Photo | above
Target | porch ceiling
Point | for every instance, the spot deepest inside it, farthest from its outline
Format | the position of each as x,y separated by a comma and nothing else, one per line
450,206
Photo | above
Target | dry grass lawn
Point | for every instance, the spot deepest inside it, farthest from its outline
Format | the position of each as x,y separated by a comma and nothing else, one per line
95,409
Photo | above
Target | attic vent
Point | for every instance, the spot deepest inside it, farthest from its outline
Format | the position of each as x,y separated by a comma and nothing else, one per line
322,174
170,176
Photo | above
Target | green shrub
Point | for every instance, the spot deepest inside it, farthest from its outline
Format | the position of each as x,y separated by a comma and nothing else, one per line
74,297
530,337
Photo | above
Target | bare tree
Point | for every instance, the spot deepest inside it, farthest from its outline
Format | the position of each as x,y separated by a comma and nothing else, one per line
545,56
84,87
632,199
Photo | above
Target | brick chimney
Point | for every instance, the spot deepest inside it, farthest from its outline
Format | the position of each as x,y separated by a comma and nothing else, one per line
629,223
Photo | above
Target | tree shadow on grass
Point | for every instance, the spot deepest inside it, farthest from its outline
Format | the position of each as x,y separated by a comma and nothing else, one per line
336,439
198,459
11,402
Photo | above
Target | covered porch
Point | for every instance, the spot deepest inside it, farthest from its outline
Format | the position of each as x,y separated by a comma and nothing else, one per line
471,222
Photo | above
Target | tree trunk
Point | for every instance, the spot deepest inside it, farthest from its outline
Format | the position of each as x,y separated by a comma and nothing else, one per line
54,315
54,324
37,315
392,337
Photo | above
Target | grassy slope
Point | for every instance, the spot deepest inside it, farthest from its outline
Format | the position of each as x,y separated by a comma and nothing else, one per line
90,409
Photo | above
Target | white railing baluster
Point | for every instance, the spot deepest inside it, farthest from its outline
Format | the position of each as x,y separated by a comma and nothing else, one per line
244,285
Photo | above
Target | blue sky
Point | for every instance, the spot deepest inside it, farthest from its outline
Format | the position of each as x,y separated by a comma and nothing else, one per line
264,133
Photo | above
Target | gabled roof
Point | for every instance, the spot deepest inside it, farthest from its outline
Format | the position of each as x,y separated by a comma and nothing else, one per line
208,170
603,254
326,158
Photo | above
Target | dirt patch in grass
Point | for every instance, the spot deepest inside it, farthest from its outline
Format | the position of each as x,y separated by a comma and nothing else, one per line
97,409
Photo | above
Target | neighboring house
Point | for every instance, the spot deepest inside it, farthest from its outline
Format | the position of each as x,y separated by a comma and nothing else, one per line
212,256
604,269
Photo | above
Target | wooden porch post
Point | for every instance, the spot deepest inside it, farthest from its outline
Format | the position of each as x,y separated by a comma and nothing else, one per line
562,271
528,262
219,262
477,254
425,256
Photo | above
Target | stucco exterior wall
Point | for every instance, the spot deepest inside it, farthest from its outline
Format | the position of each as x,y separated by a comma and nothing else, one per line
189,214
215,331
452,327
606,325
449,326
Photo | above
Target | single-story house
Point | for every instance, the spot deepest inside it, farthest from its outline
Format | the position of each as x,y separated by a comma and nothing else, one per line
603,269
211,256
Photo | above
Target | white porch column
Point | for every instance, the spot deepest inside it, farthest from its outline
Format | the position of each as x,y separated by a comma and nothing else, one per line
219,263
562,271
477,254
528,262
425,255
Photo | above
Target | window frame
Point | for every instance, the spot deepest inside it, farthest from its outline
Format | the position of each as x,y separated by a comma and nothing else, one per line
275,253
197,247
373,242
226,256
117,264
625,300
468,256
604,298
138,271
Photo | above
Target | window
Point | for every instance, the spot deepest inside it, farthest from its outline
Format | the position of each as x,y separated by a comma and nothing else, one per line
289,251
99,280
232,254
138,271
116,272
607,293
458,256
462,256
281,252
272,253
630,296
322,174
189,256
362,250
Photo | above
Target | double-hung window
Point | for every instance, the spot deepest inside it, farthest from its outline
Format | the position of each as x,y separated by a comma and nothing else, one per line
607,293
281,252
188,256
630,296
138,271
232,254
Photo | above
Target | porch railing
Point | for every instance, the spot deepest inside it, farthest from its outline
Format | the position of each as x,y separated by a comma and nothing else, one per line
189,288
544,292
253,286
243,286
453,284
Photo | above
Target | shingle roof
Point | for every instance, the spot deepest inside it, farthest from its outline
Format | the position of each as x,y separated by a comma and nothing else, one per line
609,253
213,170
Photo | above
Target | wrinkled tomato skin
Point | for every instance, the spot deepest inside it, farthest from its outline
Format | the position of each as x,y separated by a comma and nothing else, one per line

**EXERCISE TASK:** Extract every line of the records above that contains the string "roof", matching case exactly.

**TASK SOLUTION:**
Target | gabled roof
Target | shingle roof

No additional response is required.